Excerpt to read
━━━━━━━━━━━━━━━━━━━━━━━━━━━━━━

2.2. Document D3 proposes making valve disk members for a household water tap out of sintered silicon carbide material. This material is stated to have better wear and friction properties than conventional oxide ceramics.
2.3. In document D20 it is stated that the frictional characteristics of two similar valve disk members of sintered silicon carbide are not wholly satisfactory. It is therefore proposed to use either two disk members of silicon carbide which are of different hardness or alternatively one disk member of silicon carbide and one disk member of for example an aluminium oxide or silicate ceramic, which has a lower hardness than the silicon carbide. Preferably the disk member of harder material is finished to a higher degree of surface smoothness than the other disk member.
2.4. Document D7 proposes providing the working surfaces of various machine parts which are in operative contact with each other with thin coatings of respectively different materials obtained by vacuum disposition. The pairings of materials which are specifically mentioned are titanium carbide/titanium nitride, titanium carbide/silicon carbide and silicon nitride/molybdenum silicide.
2.5. Document D12 relates to particular process parameters for the CVD of for example titanium carbide onto an aluminium oxide ceramic base material. It is stated that the surface coatings produced have a very low roughness so that they only need to be polished subsequently in special cases.

━━━━━━━━━━━━━━━━━━━━━━━━━━━━━━

Data extract

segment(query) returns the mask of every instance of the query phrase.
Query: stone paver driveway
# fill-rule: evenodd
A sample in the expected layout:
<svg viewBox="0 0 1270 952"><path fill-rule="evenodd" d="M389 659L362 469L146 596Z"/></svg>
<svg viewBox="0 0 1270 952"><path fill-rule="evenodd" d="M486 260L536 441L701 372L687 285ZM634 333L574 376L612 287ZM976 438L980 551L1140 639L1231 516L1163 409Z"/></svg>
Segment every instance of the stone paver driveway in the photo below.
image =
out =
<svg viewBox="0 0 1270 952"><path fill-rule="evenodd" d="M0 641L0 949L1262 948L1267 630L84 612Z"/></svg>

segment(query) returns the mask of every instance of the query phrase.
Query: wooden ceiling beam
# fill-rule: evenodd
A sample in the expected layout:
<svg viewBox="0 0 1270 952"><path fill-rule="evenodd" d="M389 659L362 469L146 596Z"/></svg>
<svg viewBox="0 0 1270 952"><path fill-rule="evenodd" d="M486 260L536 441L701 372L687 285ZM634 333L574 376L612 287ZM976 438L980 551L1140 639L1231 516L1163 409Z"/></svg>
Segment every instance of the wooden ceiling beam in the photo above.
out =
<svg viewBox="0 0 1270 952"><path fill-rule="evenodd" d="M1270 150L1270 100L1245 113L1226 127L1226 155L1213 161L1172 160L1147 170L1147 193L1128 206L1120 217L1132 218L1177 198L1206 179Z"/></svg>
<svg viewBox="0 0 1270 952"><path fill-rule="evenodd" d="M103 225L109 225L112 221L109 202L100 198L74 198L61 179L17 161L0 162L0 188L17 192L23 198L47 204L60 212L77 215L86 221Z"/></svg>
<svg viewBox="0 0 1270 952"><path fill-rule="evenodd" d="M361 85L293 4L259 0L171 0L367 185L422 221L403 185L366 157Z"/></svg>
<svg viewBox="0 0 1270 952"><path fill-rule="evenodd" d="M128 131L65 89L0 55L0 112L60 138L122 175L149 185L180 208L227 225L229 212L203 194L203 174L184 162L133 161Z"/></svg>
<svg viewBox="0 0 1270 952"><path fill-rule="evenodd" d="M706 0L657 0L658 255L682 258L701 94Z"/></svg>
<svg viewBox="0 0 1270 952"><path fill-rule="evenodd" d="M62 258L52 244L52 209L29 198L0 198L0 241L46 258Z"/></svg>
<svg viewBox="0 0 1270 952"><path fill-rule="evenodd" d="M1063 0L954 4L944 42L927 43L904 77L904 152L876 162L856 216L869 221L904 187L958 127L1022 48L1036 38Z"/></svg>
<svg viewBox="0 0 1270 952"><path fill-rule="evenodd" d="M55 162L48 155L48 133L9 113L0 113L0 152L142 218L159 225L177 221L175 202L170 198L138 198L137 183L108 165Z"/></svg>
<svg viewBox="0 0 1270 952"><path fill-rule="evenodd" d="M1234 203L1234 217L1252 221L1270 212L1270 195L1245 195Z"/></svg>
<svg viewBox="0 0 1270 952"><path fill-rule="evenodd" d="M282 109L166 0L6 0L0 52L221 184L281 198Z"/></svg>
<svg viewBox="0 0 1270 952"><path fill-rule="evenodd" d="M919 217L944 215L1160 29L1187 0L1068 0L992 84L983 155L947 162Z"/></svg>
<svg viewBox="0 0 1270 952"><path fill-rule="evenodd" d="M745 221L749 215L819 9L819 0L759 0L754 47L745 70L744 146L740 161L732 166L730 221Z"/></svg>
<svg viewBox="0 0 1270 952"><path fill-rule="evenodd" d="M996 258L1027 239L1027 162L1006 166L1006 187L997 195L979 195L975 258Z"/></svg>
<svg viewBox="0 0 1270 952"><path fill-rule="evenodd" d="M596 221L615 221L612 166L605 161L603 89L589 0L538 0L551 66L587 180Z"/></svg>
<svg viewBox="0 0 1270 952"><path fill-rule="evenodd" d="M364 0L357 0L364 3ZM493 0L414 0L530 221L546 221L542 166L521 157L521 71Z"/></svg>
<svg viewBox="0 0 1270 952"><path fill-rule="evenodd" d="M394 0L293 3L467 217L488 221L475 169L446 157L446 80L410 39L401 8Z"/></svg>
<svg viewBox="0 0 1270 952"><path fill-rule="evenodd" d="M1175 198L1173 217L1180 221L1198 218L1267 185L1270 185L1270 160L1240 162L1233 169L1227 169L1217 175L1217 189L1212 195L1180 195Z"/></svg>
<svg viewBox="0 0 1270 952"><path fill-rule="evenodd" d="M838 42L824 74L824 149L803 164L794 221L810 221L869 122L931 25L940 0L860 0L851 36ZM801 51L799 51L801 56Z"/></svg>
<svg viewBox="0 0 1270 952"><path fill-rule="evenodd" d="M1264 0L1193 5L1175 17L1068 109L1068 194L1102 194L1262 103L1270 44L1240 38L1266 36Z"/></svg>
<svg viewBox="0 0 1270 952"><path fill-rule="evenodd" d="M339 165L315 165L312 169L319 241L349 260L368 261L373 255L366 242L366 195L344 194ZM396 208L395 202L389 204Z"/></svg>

━━━━━━━━━━━━━━━━━━━━━━━━━━━━━━

Task instructions
1. Reproduce the stretch of the passage on valve disk materials from "2.5. Document D12" through "in special cases.", updating "CVD" to "chemical vapor deposition".
2. In the passage on valve disk materials, what material does document D3 propose for the valve disk members of a household water tap?
The entries are not needed for this work.

In response
1.
2.5. Document D12 relates to particular process parameters for the chemical vapor deposition of for example titanium carbide onto an aluminium oxide ceramic base material. It is stated that the surface coatings produced have a very low roughness so that they only need to be polished subsequently in special cases.

2. Sintered silicon carbide.